Return every record below exactly as written, omitting any pictures.

═════ Dataset entries

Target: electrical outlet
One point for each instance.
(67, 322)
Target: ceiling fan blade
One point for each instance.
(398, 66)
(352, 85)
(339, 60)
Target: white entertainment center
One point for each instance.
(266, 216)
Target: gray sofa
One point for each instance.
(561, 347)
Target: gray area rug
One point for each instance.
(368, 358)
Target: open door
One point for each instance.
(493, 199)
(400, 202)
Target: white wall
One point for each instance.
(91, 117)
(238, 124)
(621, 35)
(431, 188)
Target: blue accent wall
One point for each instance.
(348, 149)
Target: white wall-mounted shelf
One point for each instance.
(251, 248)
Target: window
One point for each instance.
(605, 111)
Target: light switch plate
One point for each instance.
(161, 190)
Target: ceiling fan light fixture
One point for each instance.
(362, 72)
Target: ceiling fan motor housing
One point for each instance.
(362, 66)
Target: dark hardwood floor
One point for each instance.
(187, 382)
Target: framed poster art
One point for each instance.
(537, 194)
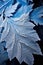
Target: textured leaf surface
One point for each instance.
(37, 15)
(18, 34)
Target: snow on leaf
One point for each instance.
(21, 39)
(37, 15)
(11, 9)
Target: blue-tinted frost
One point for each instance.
(18, 33)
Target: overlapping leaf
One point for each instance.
(37, 15)
(18, 33)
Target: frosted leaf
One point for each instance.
(21, 39)
(37, 15)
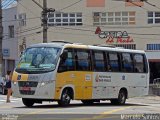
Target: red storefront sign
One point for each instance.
(114, 36)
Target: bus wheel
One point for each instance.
(121, 98)
(27, 102)
(87, 102)
(65, 98)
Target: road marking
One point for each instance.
(104, 114)
(115, 110)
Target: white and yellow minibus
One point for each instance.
(62, 71)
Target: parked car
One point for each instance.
(3, 89)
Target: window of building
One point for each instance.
(22, 19)
(138, 63)
(69, 63)
(114, 18)
(114, 62)
(153, 46)
(11, 31)
(99, 61)
(134, 3)
(83, 61)
(127, 63)
(126, 46)
(65, 19)
(153, 17)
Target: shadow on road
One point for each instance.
(73, 105)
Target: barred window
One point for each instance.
(65, 19)
(114, 18)
(153, 17)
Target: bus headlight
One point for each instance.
(43, 84)
(14, 83)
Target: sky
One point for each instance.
(7, 3)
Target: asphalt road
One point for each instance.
(141, 107)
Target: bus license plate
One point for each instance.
(25, 88)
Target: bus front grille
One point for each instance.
(24, 92)
(27, 87)
(27, 83)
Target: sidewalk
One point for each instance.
(150, 99)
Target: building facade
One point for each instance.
(131, 24)
(10, 39)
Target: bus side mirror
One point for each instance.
(64, 55)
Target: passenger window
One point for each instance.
(68, 64)
(99, 61)
(113, 62)
(138, 63)
(83, 60)
(127, 63)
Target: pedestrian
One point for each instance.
(8, 78)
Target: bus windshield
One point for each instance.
(38, 60)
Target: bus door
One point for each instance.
(83, 69)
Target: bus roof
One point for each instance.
(82, 46)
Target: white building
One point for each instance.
(10, 39)
(133, 25)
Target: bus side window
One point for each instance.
(83, 62)
(114, 62)
(68, 64)
(98, 61)
(138, 63)
(127, 63)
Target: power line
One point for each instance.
(84, 30)
(20, 19)
(26, 8)
(70, 5)
(11, 2)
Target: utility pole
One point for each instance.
(1, 34)
(44, 18)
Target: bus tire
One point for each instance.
(87, 102)
(28, 102)
(121, 98)
(65, 98)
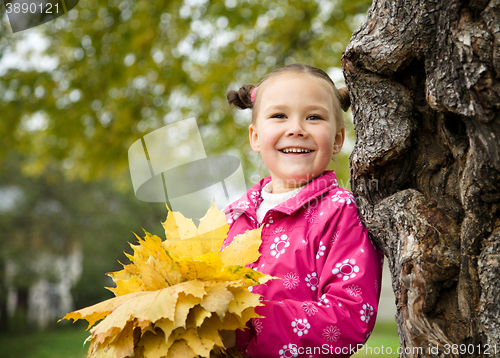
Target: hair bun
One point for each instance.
(345, 100)
(241, 98)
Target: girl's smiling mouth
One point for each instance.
(295, 150)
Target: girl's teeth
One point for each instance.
(295, 150)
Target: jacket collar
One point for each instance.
(251, 200)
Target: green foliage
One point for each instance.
(126, 68)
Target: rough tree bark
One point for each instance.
(424, 81)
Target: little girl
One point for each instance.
(326, 299)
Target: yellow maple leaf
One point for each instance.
(177, 294)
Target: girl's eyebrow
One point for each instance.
(284, 107)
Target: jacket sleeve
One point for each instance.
(343, 313)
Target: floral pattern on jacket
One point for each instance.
(326, 299)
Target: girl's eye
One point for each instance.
(314, 117)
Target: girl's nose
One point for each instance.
(296, 129)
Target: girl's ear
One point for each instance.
(254, 138)
(339, 140)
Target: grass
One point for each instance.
(67, 342)
(63, 342)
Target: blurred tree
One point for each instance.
(125, 68)
(121, 69)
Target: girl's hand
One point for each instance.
(228, 338)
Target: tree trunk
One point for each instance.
(424, 81)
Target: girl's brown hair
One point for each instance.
(242, 98)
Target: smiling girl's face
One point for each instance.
(295, 130)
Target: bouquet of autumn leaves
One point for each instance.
(177, 294)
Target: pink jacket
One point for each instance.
(326, 300)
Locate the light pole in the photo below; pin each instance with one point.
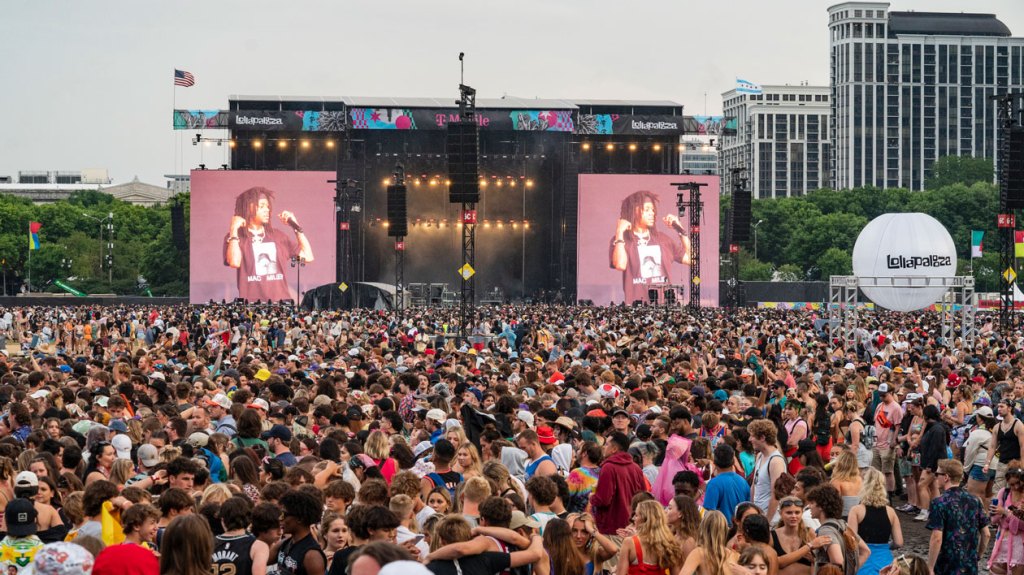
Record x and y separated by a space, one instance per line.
756 237
298 262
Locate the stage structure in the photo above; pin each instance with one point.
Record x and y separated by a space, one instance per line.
694 207
531 156
844 300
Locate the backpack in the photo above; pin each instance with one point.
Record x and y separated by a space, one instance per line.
866 435
439 482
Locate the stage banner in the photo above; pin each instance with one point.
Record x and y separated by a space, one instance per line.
716 125
635 125
247 226
292 121
438 119
200 119
632 239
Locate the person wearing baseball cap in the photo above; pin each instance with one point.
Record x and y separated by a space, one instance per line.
887 418
530 442
219 407
20 544
278 439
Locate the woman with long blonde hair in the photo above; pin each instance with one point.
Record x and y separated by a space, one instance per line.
598 548
379 449
653 549
876 522
712 556
684 521
846 478
467 461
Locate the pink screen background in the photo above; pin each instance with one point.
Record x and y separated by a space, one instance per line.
307 194
600 198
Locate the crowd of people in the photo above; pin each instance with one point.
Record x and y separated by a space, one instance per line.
550 439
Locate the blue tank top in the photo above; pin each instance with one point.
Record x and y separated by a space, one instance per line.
531 469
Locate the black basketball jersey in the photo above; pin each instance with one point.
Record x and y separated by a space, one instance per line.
231 556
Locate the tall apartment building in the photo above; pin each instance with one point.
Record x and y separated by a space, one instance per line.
908 88
782 140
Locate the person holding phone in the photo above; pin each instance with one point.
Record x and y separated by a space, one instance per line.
259 251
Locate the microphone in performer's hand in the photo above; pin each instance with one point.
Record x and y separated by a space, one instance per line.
294 224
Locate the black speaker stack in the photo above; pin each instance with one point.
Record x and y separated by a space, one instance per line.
740 214
463 147
397 214
178 226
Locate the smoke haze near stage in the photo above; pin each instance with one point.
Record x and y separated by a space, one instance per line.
652 257
267 272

══════════

_Response_
Target: electrical outlet
One point for each instance.
(67, 322)
Target: ceiling fan blade
One point for each instance.
(398, 66)
(352, 85)
(339, 60)
Target: white entertainment center
One point for each instance.
(266, 216)
Target: gray sofa
One point for each instance.
(561, 347)
Target: gray area rug
One point for each instance.
(368, 358)
Target: open door
One point for each instance.
(493, 199)
(400, 202)
Target: white wall
One point for each instance.
(91, 117)
(238, 124)
(621, 35)
(431, 188)
Target: blue accent wall
One point for each instance.
(348, 149)
Target: white wall-mounted shelf
One point for each instance.
(251, 248)
Target: window
One point for each instance.
(605, 111)
Target: light switch plate
One point for each instance.
(161, 190)
Target: ceiling fan light fixture
One point for each instance.
(362, 72)
Target: ceiling fan motor housing
One point for each instance.
(362, 66)
Target: dark hardwood floor
One point for each instance.
(187, 382)
Target: framed poster art
One point for each instance.
(537, 194)
Target: textured leaf surface
One point for each instance.
(37, 15)
(18, 34)
Target: snow on leaf
One point for each instance.
(21, 39)
(37, 15)
(11, 9)
Target: blue-tinted frost
One point for each instance.
(18, 33)
Target: overlapping leaf
One point for each instance.
(37, 15)
(18, 33)
Target: frosted leaf
One point for each instance.
(21, 39)
(37, 15)
Target: red storefront sign
One point for each instance.
(114, 36)
Target: bus wheel
One point for each instance.
(121, 98)
(27, 102)
(87, 102)
(65, 98)
Target: road marking
One point for each instance.
(104, 114)
(115, 110)
Target: white and yellow minibus
One point for each instance.
(62, 71)
Target: parked car
One point for each instance.
(3, 89)
Target: window of building
One point for each instance.
(22, 19)
(138, 63)
(69, 63)
(114, 18)
(114, 62)
(153, 46)
(11, 31)
(99, 61)
(134, 3)
(83, 61)
(127, 63)
(126, 46)
(65, 19)
(153, 17)
Target: shadow on road
One point for each instance.
(73, 105)
Target: barred window
One point for each instance.
(65, 19)
(114, 18)
(153, 17)
Target: bus headlight
One point for each instance.
(43, 84)
(14, 83)
Target: sky
One point for each instance.
(7, 3)
Target: asphalt road
One point for each instance.
(141, 107)
Target: bus license plate
One point for each instance.
(25, 88)
Target: bus front grille
One point for each instance.
(24, 92)
(27, 87)
(27, 83)
Target: sidewalk
One point for each instance.
(150, 99)
Target: building facade
One point for each instance.
(131, 24)
(10, 39)
Target: bus side mirror
One point for each instance.
(64, 55)
Target: passenger window
One point for each instance.
(68, 64)
(99, 61)
(113, 62)
(138, 63)
(83, 60)
(127, 63)
Target: pedestrian
One point for each instance.
(8, 78)
Target: bus windshield
One point for each instance.
(38, 60)
Target: bus door
One point for each instance.
(83, 69)
Target: bus roof
One point for each instance.
(82, 46)
Target: white building
One point for each instance.
(10, 39)
(133, 25)
Target: bus side window
One point for each instance.
(83, 62)
(114, 62)
(68, 64)
(98, 61)
(138, 63)
(127, 63)
Target: power line
One point for each instance.
(84, 30)
(20, 19)
(26, 8)
(70, 5)
(11, 2)
Target: utility pole
One point for each instance.
(1, 34)
(44, 18)
Target: bus tire
One point for each instance.
(87, 102)
(28, 102)
(121, 98)
(65, 98)
Target: hair bun
One point for each instance.
(345, 100)
(241, 98)
Target: girl's smiling mouth
One point for each instance.
(295, 150)
Target: girl's teeth
One point for each instance.
(295, 150)
Target: jacket collar
One point for each instance.
(251, 200)
Target: green foliage
One point for each instance.
(126, 68)
Target: rough tree bark
One point for each instance.
(424, 81)
Target: little girl
One point for each instance.
(326, 299)
Target: yellow maple leaf
One point for each instance.
(177, 294)
Target: girl's eyebrow
One point for each instance.
(284, 107)
Target: jacket sleeve
One point for each instance.
(343, 313)
Target: floral pattern on jacket
One point for each instance.
(326, 299)
Target: girl's eye
One point for each instance.
(314, 117)
Target: girl's nose
One point for each instance.
(296, 129)
Target: girl's ear
One point for each instance.
(254, 138)
(339, 140)
Target: grass
One point for each instance.
(67, 342)
(63, 342)
Target: blurred tree
One point for each instance.
(125, 68)
(121, 69)
Target: girl's hand
One point for each instance.
(228, 338)
Target: tree trunk
One point for each instance.
(424, 81)
Target: girl's brown hair
One point for each instance.
(242, 98)
Target: smiling girl's face
One point for each instance.
(295, 130)
Target: bouquet of autumn leaves
One point for each instance.
(177, 294)
Target: pink jacket
One point for each instance.
(326, 300)
Locate the light pole in the photo below; pin each instance with one point.
Record x and y separated by a space, one instance per line.
756 237
298 262
Locate the stage structure in the photo above; pin each instance with one point.
Record x and y separated by a space, one instance per line.
694 207
531 156
844 300
Locate the backpack in the photo above; pin each instance with one point.
Record x and y separated by a space, one instance per line.
866 435
439 482
Locate the stage banner in the photo above; pin each instance with one point.
Record x and y separated by a space, one instance per line.
716 125
635 125
247 226
292 121
438 119
200 119
632 239
Locate the person wearing baseball cap in the photo above; pin each instance with one point.
Record x and y separated by a space, one instance per line.
887 418
530 442
219 407
20 544
278 439
Locate the woman with long blonde hair in the photo above; pin each instance with one point.
Record x and y separated by a space, one instance per line.
598 548
379 449
653 549
876 522
712 556
684 521
846 478
467 461
Locate the pink screen background in the photo above; pin each instance with one point.
Record x and y separated by a space, one instance per line.
307 194
600 198
Locate the crowd of people in the photo above; pin each instance with one point.
Record x and y separated by a space, one instance per line.
550 439
Locate the blue tank top in the photo above; pin each instance with one point.
Record x and y separated by a space, one instance per line.
531 469
Locate the black basketball jersey in the photo above; pin each instance with one point.
Record x and y separated by a space, one instance per line.
231 556
Locate the tall apartment building in the photo above; pin each instance with one point.
Record x and y separated by a space, one instance per line.
908 88
782 140
Locate the person holding phone in the photo above; pin each instance with one point.
Record x and y separated by a space, one instance per line.
259 251
Locate the microphone in performer's hand in the photo above; pin each instance with one point.
Record x and y separated by a space, one instance per line.
294 224
Locate the black speaker stack in the photo above; pin each instance with one point.
Record x and y separated by a space, one instance per line.
740 214
463 147
397 214
178 226
Locate the smoke haze near stage in the photo above; pin each instance with one point.
Record x and y separated by a space, one instance per line.
652 257
267 272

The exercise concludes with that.